Provided data:

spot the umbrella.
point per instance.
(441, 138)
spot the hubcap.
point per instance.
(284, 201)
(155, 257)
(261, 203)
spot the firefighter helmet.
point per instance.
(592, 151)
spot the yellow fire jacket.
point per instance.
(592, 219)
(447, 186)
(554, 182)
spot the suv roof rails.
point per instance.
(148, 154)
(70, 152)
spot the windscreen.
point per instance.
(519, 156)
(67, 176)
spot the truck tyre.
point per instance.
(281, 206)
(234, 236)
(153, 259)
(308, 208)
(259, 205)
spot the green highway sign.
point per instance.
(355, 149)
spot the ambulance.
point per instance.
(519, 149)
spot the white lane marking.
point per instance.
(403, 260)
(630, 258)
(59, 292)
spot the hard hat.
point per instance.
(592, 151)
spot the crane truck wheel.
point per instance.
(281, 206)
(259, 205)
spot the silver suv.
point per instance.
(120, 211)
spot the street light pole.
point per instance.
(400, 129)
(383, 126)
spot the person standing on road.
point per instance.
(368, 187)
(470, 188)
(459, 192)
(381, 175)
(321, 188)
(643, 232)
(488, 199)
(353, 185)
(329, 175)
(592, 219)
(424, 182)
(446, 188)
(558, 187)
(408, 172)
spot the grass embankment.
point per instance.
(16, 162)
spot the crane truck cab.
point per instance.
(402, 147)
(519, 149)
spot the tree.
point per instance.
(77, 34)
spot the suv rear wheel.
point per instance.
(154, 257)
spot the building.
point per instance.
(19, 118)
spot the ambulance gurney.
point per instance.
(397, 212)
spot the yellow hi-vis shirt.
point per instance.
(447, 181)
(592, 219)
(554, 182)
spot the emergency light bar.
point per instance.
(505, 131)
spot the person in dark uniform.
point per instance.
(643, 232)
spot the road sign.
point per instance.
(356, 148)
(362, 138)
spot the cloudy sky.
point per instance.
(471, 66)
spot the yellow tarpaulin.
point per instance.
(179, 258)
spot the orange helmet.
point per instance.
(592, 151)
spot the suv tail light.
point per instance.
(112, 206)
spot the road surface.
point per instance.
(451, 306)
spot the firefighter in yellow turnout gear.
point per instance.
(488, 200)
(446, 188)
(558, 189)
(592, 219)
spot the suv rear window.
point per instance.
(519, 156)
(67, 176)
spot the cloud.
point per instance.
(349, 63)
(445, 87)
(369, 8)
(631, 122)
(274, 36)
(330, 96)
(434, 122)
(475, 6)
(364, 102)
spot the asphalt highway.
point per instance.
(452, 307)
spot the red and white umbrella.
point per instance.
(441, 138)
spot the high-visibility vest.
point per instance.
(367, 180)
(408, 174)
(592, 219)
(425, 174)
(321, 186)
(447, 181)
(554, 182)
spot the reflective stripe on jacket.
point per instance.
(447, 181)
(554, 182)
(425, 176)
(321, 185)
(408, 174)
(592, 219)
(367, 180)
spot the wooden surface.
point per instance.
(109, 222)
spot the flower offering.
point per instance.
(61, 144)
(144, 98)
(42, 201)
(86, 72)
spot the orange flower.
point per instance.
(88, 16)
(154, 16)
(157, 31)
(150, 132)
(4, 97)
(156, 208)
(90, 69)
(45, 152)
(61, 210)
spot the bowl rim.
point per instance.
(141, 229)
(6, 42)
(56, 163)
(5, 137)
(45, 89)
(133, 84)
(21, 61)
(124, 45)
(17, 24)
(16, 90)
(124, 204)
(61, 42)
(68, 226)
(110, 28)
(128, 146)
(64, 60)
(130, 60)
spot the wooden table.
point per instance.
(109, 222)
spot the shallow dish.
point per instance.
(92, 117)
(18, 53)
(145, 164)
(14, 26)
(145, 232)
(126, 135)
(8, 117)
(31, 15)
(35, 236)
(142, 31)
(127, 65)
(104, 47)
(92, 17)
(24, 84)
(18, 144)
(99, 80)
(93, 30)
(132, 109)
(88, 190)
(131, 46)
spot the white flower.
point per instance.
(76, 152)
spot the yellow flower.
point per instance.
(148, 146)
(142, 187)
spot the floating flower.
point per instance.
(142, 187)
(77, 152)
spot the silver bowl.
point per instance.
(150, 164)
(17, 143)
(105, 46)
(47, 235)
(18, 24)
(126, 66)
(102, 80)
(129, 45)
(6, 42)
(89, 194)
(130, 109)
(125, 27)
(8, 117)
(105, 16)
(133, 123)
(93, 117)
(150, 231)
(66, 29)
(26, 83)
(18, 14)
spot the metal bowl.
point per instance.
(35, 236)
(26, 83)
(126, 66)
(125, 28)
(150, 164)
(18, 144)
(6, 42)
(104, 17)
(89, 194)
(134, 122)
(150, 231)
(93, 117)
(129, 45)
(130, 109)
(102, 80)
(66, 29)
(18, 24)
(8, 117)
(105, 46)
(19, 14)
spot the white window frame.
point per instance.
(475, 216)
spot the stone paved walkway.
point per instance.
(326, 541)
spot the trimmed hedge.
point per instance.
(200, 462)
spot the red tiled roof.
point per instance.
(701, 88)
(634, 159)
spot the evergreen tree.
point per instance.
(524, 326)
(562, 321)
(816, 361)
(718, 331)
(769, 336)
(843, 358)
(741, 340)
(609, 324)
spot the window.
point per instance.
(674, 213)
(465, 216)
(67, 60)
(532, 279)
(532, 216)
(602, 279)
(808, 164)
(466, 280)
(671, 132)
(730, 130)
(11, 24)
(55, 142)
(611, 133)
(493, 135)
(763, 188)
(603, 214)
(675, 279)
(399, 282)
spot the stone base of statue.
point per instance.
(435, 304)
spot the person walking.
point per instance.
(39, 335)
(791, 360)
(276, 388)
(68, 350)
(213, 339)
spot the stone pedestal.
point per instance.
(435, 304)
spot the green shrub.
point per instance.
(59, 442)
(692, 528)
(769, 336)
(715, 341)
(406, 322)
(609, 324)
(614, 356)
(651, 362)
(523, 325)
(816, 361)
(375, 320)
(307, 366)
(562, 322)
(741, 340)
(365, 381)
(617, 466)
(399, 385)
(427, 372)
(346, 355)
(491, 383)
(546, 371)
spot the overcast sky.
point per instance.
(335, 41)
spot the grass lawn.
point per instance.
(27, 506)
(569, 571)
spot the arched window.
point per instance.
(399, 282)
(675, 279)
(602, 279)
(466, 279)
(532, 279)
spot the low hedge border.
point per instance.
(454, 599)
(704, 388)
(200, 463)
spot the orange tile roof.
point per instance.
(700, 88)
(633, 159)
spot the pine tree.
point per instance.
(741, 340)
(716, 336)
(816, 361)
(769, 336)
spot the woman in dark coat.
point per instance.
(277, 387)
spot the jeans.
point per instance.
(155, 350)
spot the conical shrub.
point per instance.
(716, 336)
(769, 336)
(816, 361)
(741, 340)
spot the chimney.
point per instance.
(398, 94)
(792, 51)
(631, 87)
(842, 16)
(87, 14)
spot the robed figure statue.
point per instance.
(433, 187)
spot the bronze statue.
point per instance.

Task description: Transcribe the lines from the first line of the records through the line that contains "spot the truck tyre.", both included, and add nothing else.

Answer to this problem:
spot the umbrella.
point per instance.
(441, 138)
spot the hubcap.
point per instance.
(284, 201)
(155, 257)
(261, 203)
spot the firefighter helmet.
point per instance.
(592, 151)
spot the yellow fire jacket.
point per instance.
(592, 219)
(447, 186)
(554, 182)
spot the suv roof rails.
point per instance.
(148, 154)
(70, 152)
spot the windscreen.
point per instance.
(519, 156)
(67, 176)
spot the truck tyre.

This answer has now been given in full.